Dokumenttext →
· · · ·

MotoGP-Rookie Somkiat Chantra kämpft um den Anschluss - Crewchief Klaus Nöhles schildert, warum der Thailänder trotz Potenzial bislang kaum Fortschritte macht.
Somkiat Chantra (LCR-Honda) war in der ersten MotoGP-Saisonhälfte 2025 nicht nur der langsamste Rookie, sondern auch der langsamste Stammfahrer. Lediglich in Assen sammelte der Thailänder einen WM-Punkt, weil ihn Honda-Kollege Aleix Espargaro am Ende vorbeiließ.
Außerdem konnte Chantra auch nicht alle Rennwochenenden bestreiten. Nach einer Operation, um Armpump-Probleme zu lindern, musste er Le Mans auslassen. Nach einer Knieverletzung fehlte er zuletzt auf dem Sachsenring und in Brünn und wird wahrscheinlich noch länger pausieren.
Es stellt sich die Frage, warum Chantra so große Mühe hat, sich in der MotoGP einzuleben und konkurrenzfähig zu sein. Mit Klaus Nöhles hat Chantra einen ehemaligen Rennfahrer als Crewchief an seiner Seite. Der Deutsche bestritt 53 Grands Prix in der 125er- und in der 250er-Klasse.
Im November 2024, beim Test nach dem Saisonfinale in Barcelona, stieg Chantra erstmals auf die RC213V. Da wurde Nöhles bewusst, dass es kein einfaches Unterfangen werden würde. "Wir waren erstmal weit weg. Weiter weg, als ich mir eigentlich gewünscht hätte."

· · · ·

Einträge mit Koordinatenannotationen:

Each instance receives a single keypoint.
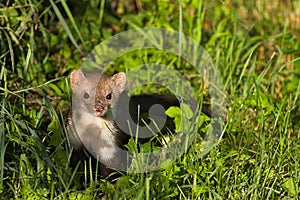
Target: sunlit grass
(255, 46)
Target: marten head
(108, 91)
(96, 93)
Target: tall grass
(255, 47)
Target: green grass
(255, 46)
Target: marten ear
(75, 77)
(120, 80)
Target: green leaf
(173, 112)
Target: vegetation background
(254, 44)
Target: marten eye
(86, 95)
(108, 97)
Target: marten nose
(98, 107)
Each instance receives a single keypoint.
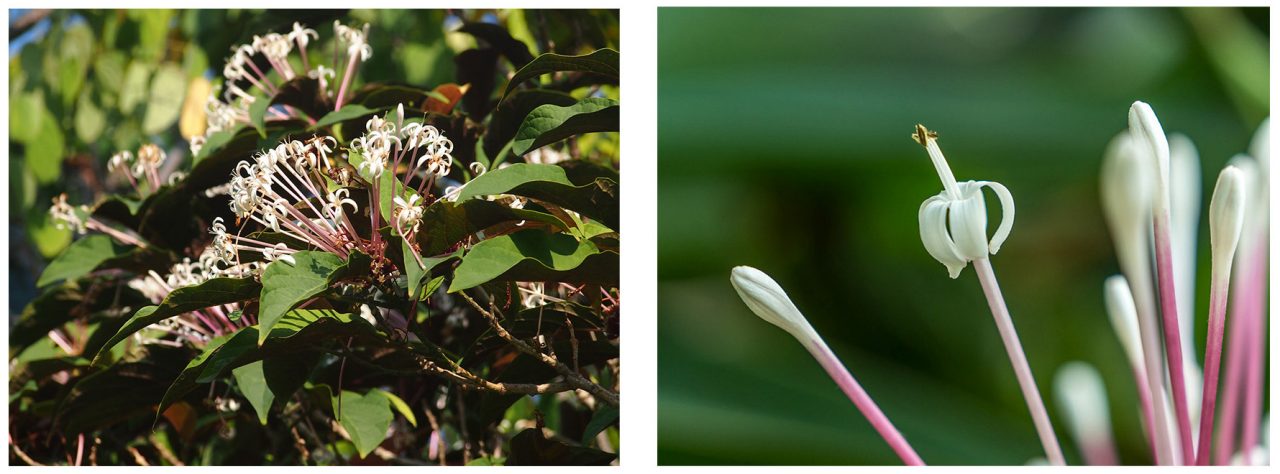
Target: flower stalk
(1226, 218)
(1147, 131)
(771, 302)
(963, 208)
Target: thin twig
(570, 375)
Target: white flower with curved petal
(967, 238)
(407, 213)
(963, 206)
(301, 35)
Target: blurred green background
(785, 144)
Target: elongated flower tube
(1184, 177)
(963, 206)
(1147, 131)
(1225, 220)
(764, 297)
(1083, 397)
(1124, 322)
(1128, 188)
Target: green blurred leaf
(269, 379)
(494, 256)
(602, 62)
(133, 90)
(81, 258)
(26, 115)
(46, 151)
(603, 418)
(164, 104)
(350, 112)
(552, 123)
(90, 118)
(365, 418)
(400, 405)
(595, 197)
(76, 50)
(531, 449)
(49, 238)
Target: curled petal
(933, 233)
(969, 222)
(1006, 213)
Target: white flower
(65, 217)
(1083, 400)
(120, 160)
(338, 199)
(279, 253)
(965, 209)
(408, 214)
(301, 35)
(1146, 130)
(1128, 188)
(771, 302)
(321, 74)
(1226, 214)
(1124, 318)
(355, 40)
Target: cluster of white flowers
(225, 112)
(67, 217)
(275, 190)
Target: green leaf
(488, 461)
(26, 113)
(257, 114)
(135, 87)
(494, 256)
(602, 62)
(269, 379)
(164, 104)
(531, 449)
(46, 151)
(216, 291)
(595, 197)
(81, 258)
(365, 418)
(400, 405)
(90, 118)
(219, 354)
(286, 286)
(300, 331)
(348, 112)
(551, 123)
(252, 384)
(604, 416)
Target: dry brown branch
(571, 377)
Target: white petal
(1147, 131)
(1226, 213)
(969, 222)
(933, 235)
(1124, 317)
(767, 299)
(1006, 214)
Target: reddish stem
(1173, 345)
(864, 402)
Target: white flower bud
(771, 302)
(1226, 213)
(1083, 400)
(1124, 317)
(1146, 130)
(1127, 187)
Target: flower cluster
(246, 82)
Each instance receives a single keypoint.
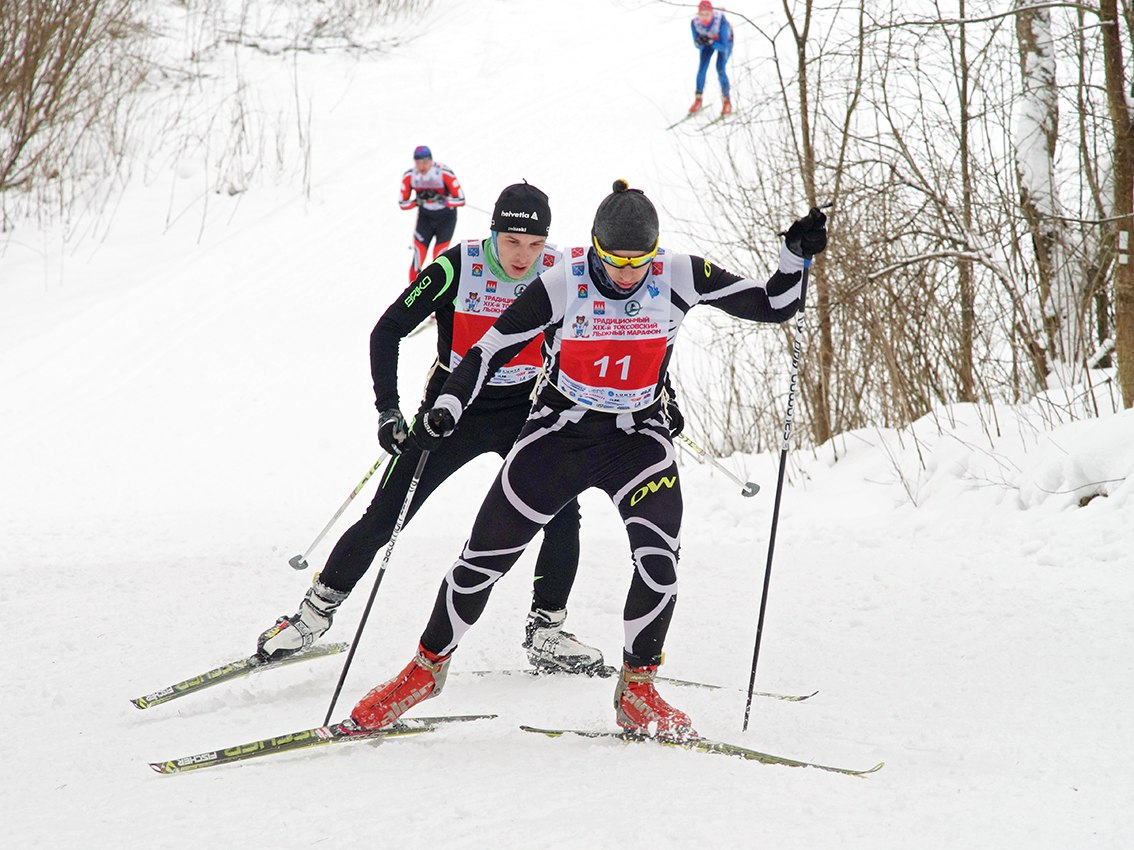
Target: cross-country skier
(712, 34)
(599, 421)
(437, 194)
(493, 270)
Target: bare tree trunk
(966, 389)
(1124, 193)
(820, 389)
(1035, 133)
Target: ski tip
(549, 732)
(802, 697)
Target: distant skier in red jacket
(438, 196)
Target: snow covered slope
(185, 400)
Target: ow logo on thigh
(652, 487)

· · · ·

Zu erledigende Aufgabe A → Schreibe aus dem Text über Somkiat Chantra den Abschnitt ab, der bei den Worten „Somkiat Chantra (LCR-Honda)“ beginnt und nach „in der 250er-Klasse.“ endet.
Zu erledigende Aufgabe B → Führe den Text über Somkiat Chantra im Anschluss an seinen letzten Satz weiter.

Antwort A →
Somkiat Chantra (LCR-Honda) war in der ersten MotoGP-Saisonhälfte 2025 nicht nur der langsamste Rookie, sondern auch der langsamste Stammfahrer. Lediglich in Assen sammelte der Thailänder einen WM-Punkt, weil ihn Honda-Kollege Aleix Espargaro am Ende vorbeiließ.
Außerdem konnte Chantra auch nicht alle Rennwochenenden bestreiten. Nach einer Operation, um Armpump-Probleme zu lindern, musste er Le Mans auslassen. Nach einer Knieverletzung fehlte er zuletzt auf dem Sachsenring und in Brünn und wird wahrscheinlich noch länger pausieren.
Es stellt sich die Frage, warum Chantra so große Mühe hat, sich in der MotoGP einzuleben und konkurrenzfähig zu sein. Mit Klaus Nöhles hat Chantra einen ehemaligen Rennfahrer als Crewchief an seiner Seite. Der Deutsche bestritt 53 Grands Prix in der 125er- und in der 250er-Klasse.

Antwort B →
"Somkiat Chantra fährt noch immer ein bisschen im Moto2-Stil"
"Er hat sich schwerer getan, als ich mir erhofft habe. Ich muss dann sagen, dass wir beim Wintertest in Sepang, beim Thailand-Test und auch beim ersten Rennen, eine sehr gute Lernkurve gesehen haben", blickt Nöhles im Gespräch mit Motorsport-Total.com zurück.
"Und er hat, ich will fast sagen, den Anschluss geschafft - von einfach viel zu weit weg, auf dass er dann da war. Er hat sich gut gesteigert. Aber von dem Moment an gab es nur noch sehr kleine Schritte, bis hin zu mittleren Rückschritten."
Honda und das LCR-Team versuchen alles, um Chantra zu unterstützen und zu helfen. In Assen konnte er zum Beispiel Espargaro im Rennen folgen. Außerdem weilte Takaaki Nakagami in der Box, und versuchte mit seiner Erfahrung das richtige Feedback zu geben.
"Er hat den Speed", betont der Japaner, "aber in manchen Bereichen fehlt ihm noch etwas - er fährt noch immer ein bisschen im Moto2-Stil. Ich denke, er versteht, dass er sich komplett auf den MotoGP-Stil umstellen muss, aber in einigen Bereichen reicht es noch nicht."
"Zum Beispiel enge Kurven, aber auch beim Richtungswechsel. Das Timing stimmt nicht. Vielleicht fährt er mit zu viel Speed in die Kurve hinein und verpasst dann den Kurvenausgang. In der MotoGP ist es extrem wichtig, wie man das Motorrad aufrichtet und den Speed mitnimmt."
"Auch beim Richtungswechsel reagiert er zu spät. Und genau in diesem Bereich verliert er Rundenzeit. Das hängt mit dem Fahrstil zusammen. Aber er hat den Speed. Es sind nur Kleinigkeiten, bei denen er zulegen kann, und damit auch seine Rundenzeit verbessert."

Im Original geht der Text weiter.